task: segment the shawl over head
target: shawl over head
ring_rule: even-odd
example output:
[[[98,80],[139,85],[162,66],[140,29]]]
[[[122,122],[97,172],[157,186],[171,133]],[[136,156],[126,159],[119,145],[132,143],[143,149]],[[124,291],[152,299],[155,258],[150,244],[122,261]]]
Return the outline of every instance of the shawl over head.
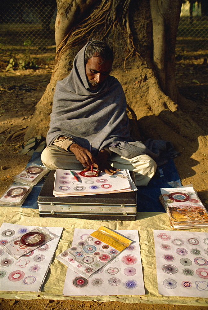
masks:
[[[118,80],[110,75],[96,89],[91,89],[85,73],[84,51],[76,56],[70,74],[57,82],[47,140],[52,144],[60,135],[72,137],[96,156],[105,147],[128,158],[146,154],[158,155],[130,138],[126,102]]]

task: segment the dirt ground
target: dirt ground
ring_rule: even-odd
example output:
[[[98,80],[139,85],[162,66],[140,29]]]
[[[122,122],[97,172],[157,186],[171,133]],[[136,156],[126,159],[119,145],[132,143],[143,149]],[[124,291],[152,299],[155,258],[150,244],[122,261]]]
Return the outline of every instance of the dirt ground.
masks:
[[[180,93],[197,104],[194,111],[186,112],[206,135],[208,134],[208,54],[207,50],[183,53],[178,51],[176,66]],[[38,69],[6,72],[9,57],[6,55],[3,56],[2,62],[0,61],[0,195],[12,182],[13,177],[24,169],[29,158],[28,155],[20,155],[17,152],[23,141],[27,126],[33,117],[35,105],[50,81],[54,57],[51,51],[45,52],[36,56],[39,60]],[[177,141],[172,142],[177,147]],[[206,153],[198,151],[192,153],[190,150],[184,149],[174,161],[183,184],[192,183],[205,205],[208,207],[208,151]],[[46,308],[54,310],[77,310],[84,308],[91,310],[117,308],[123,310],[127,307],[129,310],[208,309],[208,307],[170,305],[127,305],[118,302],[100,304],[95,301],[0,299],[0,308],[5,310],[42,310]]]

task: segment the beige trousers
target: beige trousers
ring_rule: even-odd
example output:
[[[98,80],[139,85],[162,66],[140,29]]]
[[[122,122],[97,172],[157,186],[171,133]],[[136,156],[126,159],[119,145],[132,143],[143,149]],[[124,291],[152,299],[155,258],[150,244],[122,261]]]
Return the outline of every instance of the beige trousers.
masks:
[[[54,144],[49,145],[41,155],[43,165],[50,170],[64,169],[82,170],[83,166],[77,160],[74,154],[65,151]],[[133,171],[136,185],[146,186],[155,173],[157,165],[148,155],[138,155],[129,159],[115,153],[109,157],[108,162],[113,167],[118,169],[128,169]]]

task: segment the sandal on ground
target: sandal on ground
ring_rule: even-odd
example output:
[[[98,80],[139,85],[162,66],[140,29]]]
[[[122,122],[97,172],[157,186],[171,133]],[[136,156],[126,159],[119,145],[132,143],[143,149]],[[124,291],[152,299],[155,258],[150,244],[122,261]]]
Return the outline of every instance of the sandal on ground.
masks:
[[[41,152],[45,148],[46,140],[41,136],[37,136],[24,141],[22,144],[22,148],[18,152],[21,155],[27,154],[32,156],[34,152]]]

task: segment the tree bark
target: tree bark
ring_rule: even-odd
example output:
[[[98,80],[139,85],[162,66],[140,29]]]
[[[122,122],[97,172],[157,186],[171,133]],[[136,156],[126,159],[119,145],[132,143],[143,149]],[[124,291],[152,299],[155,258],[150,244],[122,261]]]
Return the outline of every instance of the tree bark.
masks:
[[[150,1],[150,3],[149,0],[131,0],[130,2],[108,0],[105,7],[105,16],[111,14],[112,24],[109,24],[107,31],[102,32],[102,25],[97,22],[97,28],[93,30],[94,38],[104,39],[113,46],[115,57],[112,75],[118,78],[125,93],[133,135],[140,140],[148,138],[170,140],[179,151],[183,150],[186,146],[191,148],[192,153],[198,148],[204,151],[207,140],[203,136],[204,133],[177,104],[178,102],[181,104],[181,97],[178,90],[174,68],[182,0]],[[61,44],[66,47],[67,42],[71,42],[72,35],[65,35],[69,31],[71,33],[71,27],[76,21],[76,6],[80,6],[80,16],[83,16],[85,10],[88,16],[95,12],[90,29],[92,25],[96,24],[96,17],[98,11],[90,10],[93,2],[92,0],[69,2],[58,0],[55,31],[59,51],[61,50]],[[119,15],[120,12],[116,11],[115,7],[115,9],[109,11],[110,6],[112,8],[112,4],[115,2],[116,4],[120,2],[120,6],[116,7],[120,10],[123,7],[121,5],[127,2],[125,12]],[[102,5],[105,3],[105,0],[99,2]],[[119,23],[119,15],[123,21],[123,26],[122,23]],[[87,24],[83,24],[85,27]],[[103,27],[106,30],[106,25]],[[101,33],[107,34],[103,38]],[[38,134],[46,136],[57,81],[69,74],[73,58],[88,41],[85,38],[87,37],[86,34],[82,41],[80,38],[75,46],[70,44],[68,49],[62,50],[64,52],[58,54],[50,83],[37,105],[25,139]],[[133,54],[133,52],[135,52]]]

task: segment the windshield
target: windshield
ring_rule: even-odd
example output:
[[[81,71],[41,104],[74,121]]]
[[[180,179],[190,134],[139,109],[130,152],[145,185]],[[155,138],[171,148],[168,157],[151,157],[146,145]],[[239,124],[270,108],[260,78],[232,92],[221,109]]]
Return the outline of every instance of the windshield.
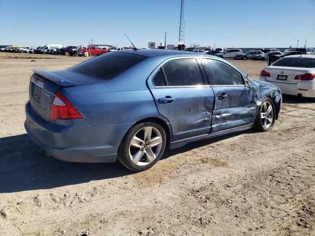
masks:
[[[276,61],[272,65],[288,67],[315,68],[315,58],[302,57],[284,58]]]
[[[113,52],[88,60],[69,69],[106,81],[146,58],[142,56]]]

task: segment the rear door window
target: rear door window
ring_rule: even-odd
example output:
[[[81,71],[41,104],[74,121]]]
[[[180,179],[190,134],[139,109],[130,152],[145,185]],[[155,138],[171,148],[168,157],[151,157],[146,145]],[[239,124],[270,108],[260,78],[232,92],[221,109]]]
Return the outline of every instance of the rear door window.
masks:
[[[203,59],[202,62],[212,85],[244,85],[241,74],[227,64],[211,59]]]
[[[127,53],[106,53],[84,61],[69,69],[106,81],[146,58],[146,57]]]
[[[204,84],[195,59],[176,59],[163,65],[168,86],[191,86]]]
[[[315,68],[315,58],[283,58],[276,61],[272,65],[288,67]]]
[[[165,80],[163,75],[163,72],[162,69],[160,68],[158,71],[156,73],[153,77],[153,80],[152,81],[153,85],[155,87],[158,86],[166,86],[166,84]]]

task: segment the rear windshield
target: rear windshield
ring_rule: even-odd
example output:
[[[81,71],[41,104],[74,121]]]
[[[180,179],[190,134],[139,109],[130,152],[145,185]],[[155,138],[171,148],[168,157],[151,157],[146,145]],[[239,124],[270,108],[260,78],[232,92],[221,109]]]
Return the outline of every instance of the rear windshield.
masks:
[[[298,52],[302,52],[303,53],[306,53],[306,48],[297,48],[296,49],[295,49],[295,51],[297,51]]]
[[[142,56],[111,52],[88,60],[70,69],[106,81],[146,58]]]
[[[284,58],[272,64],[275,66],[288,67],[315,68],[315,58]]]

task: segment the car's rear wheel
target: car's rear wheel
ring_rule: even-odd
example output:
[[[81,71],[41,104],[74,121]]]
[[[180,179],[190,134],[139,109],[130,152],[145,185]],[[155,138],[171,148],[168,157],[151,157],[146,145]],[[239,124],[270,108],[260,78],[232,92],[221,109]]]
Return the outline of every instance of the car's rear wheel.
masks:
[[[122,141],[117,159],[133,171],[143,171],[154,165],[163,155],[166,144],[165,132],[159,125],[147,122],[128,131]]]
[[[275,125],[276,109],[273,102],[265,98],[259,106],[255,120],[255,128],[261,131],[268,131]]]

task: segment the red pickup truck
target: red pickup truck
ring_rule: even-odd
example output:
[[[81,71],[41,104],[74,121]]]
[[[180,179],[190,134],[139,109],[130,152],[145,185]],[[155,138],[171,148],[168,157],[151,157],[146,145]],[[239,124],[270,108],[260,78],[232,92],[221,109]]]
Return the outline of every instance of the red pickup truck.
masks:
[[[100,55],[101,54],[105,54],[105,53],[107,53],[108,52],[108,50],[107,49],[100,49],[95,47],[88,47],[88,48],[86,49],[82,49],[78,50],[77,54],[79,56],[83,56],[83,53],[86,52],[88,52],[89,53],[89,55]]]

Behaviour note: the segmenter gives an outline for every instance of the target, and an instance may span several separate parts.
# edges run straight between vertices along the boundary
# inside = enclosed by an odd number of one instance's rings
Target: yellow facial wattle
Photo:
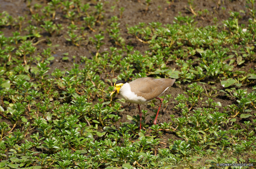
[[[119,91],[121,89],[121,88],[122,87],[122,86],[123,85],[123,83],[119,83],[118,84],[115,84],[115,83],[114,84],[114,86],[115,87],[115,88],[114,88],[114,90],[113,90],[113,91],[110,94],[110,96],[111,96],[113,94],[114,94],[114,93],[116,91],[117,92],[117,93],[119,93]]]

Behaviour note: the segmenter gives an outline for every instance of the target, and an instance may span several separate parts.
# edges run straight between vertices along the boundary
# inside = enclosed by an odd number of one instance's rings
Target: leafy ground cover
[[[256,165],[254,0],[4,1],[1,169]],[[139,130],[110,95],[146,76],[176,80]]]

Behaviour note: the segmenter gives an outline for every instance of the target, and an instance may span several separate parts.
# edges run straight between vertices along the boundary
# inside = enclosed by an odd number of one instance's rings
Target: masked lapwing
[[[110,94],[111,96],[116,91],[120,93],[126,101],[138,104],[140,123],[140,129],[141,129],[142,113],[140,104],[146,103],[154,98],[160,100],[154,124],[156,124],[156,119],[163,99],[158,96],[173,85],[175,79],[154,79],[152,77],[143,77],[136,79],[129,83],[124,80],[118,80],[114,83],[114,88]]]

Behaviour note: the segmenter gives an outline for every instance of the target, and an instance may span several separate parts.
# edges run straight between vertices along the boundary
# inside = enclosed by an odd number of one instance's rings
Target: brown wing
[[[135,80],[129,84],[132,92],[148,101],[161,94],[166,88],[172,86],[175,80],[169,79],[143,77]]]

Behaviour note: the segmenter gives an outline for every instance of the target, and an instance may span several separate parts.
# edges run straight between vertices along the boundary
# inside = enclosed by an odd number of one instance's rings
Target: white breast
[[[138,96],[134,92],[132,92],[130,85],[128,83],[124,84],[119,91],[119,93],[124,99],[133,103],[145,104],[148,102],[143,97]]]

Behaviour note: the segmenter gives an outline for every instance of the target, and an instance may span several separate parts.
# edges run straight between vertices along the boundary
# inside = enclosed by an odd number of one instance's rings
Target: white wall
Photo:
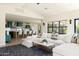
[[[28,9],[18,9],[16,6],[0,5],[0,46],[5,46],[5,15],[6,13],[22,15],[32,18],[41,19],[41,16]]]
[[[5,46],[5,12],[0,9],[0,47]]]

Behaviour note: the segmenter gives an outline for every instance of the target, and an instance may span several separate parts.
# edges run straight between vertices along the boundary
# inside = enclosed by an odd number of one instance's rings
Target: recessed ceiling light
[[[44,8],[45,10],[47,10],[48,8]]]
[[[37,3],[37,5],[39,5],[40,3]]]

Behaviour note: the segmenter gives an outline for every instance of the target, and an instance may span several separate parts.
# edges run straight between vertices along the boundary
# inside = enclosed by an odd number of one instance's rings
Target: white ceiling
[[[41,23],[41,19],[30,18],[25,16],[13,15],[13,14],[6,14],[6,20],[13,20],[13,21],[22,21],[22,22],[30,22],[30,23]]]
[[[79,4],[76,4],[76,3],[74,4],[72,3],[40,3],[39,5],[37,5],[37,3],[24,3],[24,4],[16,3],[16,4],[4,4],[4,5],[22,8],[24,10],[30,9],[42,15],[45,18],[49,17],[51,19],[53,16],[56,16],[56,15],[61,15],[66,12],[79,10]],[[37,21],[35,18],[23,17],[23,16],[18,16],[18,15],[7,14],[7,18],[8,19],[15,18],[15,20],[23,19],[24,21],[27,19],[27,22],[32,21],[32,20],[33,22],[38,22],[38,23],[40,22],[40,21]]]
[[[61,13],[73,11],[79,9],[79,4],[75,3],[27,3],[23,5],[23,8],[29,8],[42,16],[53,16]],[[45,10],[45,8],[47,8]]]

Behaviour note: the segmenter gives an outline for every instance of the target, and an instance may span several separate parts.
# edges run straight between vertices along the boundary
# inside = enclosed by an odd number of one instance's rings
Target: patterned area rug
[[[26,48],[19,44],[0,48],[0,56],[52,56],[52,53],[36,47]]]

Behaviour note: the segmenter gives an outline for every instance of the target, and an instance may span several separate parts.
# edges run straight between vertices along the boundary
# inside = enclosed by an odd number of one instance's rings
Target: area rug
[[[52,56],[40,48],[27,48],[21,44],[0,48],[0,56]]]

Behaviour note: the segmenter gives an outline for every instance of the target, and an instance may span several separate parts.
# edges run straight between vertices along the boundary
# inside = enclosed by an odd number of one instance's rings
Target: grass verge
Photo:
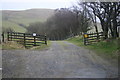
[[[48,47],[50,47],[50,45],[51,45],[51,42],[47,41],[47,45],[41,44],[40,46],[32,47],[30,49],[32,49],[32,50],[44,50],[44,49],[48,49]]]
[[[13,41],[2,43],[2,50],[13,50],[13,49],[25,49],[25,47]]]
[[[91,45],[85,46],[83,44],[82,37],[70,38],[67,41],[74,43],[77,46],[81,46],[94,51],[97,55],[107,60],[118,60],[118,53],[120,51],[120,39],[111,39],[109,41],[101,41]]]
[[[48,44],[41,44],[40,46],[33,46],[31,48],[28,48],[28,50],[43,50],[43,49],[47,49],[50,45],[51,42],[48,41]],[[9,41],[6,43],[2,43],[2,45],[0,45],[0,49],[2,50],[25,50],[25,47],[22,44],[19,44],[17,42],[14,41]]]

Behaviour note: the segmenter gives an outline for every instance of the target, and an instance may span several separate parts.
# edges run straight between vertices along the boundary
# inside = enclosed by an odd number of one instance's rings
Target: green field
[[[54,14],[53,9],[3,10],[0,11],[3,28],[12,28],[16,32],[26,32],[30,23],[44,22]]]

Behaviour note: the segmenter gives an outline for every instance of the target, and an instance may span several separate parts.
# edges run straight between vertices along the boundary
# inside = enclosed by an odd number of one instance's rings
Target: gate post
[[[10,39],[9,39],[10,37],[9,37],[9,32],[7,32],[7,39],[8,39],[8,41],[10,41]]]
[[[26,48],[25,33],[24,33],[23,35],[24,35],[24,46],[25,46],[25,48]]]
[[[33,37],[34,37],[34,46],[36,46],[36,37],[35,36]]]
[[[87,34],[87,33],[84,33],[84,34],[83,34],[83,37],[84,37],[84,45],[86,46],[86,45],[87,45],[87,37],[88,37],[88,34]]]

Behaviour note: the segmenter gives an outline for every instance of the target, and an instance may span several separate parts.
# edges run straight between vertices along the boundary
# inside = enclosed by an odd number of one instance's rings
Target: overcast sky
[[[78,0],[2,0],[0,9],[25,10],[31,8],[68,8]]]

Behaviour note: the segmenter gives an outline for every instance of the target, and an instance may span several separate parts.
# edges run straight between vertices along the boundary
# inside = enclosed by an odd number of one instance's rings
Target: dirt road
[[[53,41],[46,50],[4,50],[4,78],[117,77],[117,67],[90,50],[66,41]]]

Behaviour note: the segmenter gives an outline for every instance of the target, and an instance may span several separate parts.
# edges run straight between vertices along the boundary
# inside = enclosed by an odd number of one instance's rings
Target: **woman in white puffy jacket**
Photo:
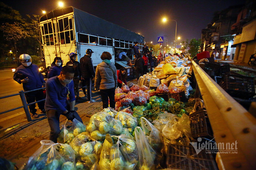
[[[103,61],[97,66],[95,73],[94,87],[100,90],[103,109],[109,106],[115,108],[115,90],[117,87],[116,68],[110,60],[112,55],[108,52],[102,53],[100,58]]]

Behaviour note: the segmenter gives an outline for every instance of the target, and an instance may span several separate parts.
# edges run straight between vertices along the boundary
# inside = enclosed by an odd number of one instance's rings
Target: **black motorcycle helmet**
[[[94,52],[92,51],[92,50],[91,50],[90,48],[88,48],[87,50],[86,50],[86,51],[85,53],[87,54],[87,53],[94,53]]]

--------------------------------------------------

**Work to be completed:** How many lines of the material above contain the string "task"? Reply with the number alone.

**Expected answer:** 10